**Problem**:
Starting at the line that contains "Look at the photo above. For every instance of the chain" and ending at the last line, rewrite those lines, requests included, with every x and y coordinate in the answers multiplied by 0.55 and rounded to a whole number, halves rounded up. Include only those lines.

***** Data shown

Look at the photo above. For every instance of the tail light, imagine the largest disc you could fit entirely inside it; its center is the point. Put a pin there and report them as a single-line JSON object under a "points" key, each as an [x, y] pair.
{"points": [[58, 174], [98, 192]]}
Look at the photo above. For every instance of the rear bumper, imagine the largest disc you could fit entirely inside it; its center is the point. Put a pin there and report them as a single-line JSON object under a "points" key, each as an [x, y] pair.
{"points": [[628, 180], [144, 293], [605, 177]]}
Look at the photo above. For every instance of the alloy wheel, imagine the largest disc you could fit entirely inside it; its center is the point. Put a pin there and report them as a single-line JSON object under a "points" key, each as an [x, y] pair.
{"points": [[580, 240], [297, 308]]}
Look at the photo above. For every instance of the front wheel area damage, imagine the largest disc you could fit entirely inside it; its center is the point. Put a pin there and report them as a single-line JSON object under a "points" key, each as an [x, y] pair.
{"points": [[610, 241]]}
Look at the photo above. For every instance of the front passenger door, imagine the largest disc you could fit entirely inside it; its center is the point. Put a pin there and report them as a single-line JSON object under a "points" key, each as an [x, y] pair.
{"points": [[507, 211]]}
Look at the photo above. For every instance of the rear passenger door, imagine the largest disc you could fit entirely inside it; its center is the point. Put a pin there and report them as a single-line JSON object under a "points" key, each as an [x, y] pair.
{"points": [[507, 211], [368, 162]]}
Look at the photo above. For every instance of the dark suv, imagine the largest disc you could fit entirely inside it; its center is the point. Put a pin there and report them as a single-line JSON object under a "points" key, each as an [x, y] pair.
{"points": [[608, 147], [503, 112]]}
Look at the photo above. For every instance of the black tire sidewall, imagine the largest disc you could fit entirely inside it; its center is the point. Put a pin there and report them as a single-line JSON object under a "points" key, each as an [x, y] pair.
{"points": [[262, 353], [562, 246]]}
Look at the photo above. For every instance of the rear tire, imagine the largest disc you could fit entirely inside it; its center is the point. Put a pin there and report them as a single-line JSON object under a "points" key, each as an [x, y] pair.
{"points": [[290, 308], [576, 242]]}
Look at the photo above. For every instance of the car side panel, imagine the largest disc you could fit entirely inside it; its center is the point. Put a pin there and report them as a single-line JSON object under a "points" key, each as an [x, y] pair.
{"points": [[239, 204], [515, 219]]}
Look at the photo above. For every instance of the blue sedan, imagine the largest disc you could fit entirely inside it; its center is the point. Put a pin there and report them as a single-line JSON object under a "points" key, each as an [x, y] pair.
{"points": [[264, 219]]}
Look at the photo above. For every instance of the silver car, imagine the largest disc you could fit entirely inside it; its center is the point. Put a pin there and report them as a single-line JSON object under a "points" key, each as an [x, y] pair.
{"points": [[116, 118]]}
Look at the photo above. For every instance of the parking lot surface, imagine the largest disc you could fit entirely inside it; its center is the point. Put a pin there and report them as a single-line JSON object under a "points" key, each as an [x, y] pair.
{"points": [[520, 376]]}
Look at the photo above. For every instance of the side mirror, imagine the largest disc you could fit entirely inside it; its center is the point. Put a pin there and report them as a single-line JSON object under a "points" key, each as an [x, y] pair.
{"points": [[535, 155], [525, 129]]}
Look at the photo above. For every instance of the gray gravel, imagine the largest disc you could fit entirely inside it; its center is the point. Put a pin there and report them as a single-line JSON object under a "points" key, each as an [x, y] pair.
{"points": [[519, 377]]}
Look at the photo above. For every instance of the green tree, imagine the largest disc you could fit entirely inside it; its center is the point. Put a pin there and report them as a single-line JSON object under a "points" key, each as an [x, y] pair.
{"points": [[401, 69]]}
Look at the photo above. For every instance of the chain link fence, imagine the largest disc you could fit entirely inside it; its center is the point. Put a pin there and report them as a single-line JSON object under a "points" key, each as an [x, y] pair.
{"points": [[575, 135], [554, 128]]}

**********

**Completed task**:
Look at the photo above. For every instance of the chain link fence, imagine the largest disc you could fit entirely inside it; its center is the point. Put a pin there and report them as a single-line JSON object under a "points" key, each as an [x, y] pair.
{"points": [[316, 74], [305, 70]]}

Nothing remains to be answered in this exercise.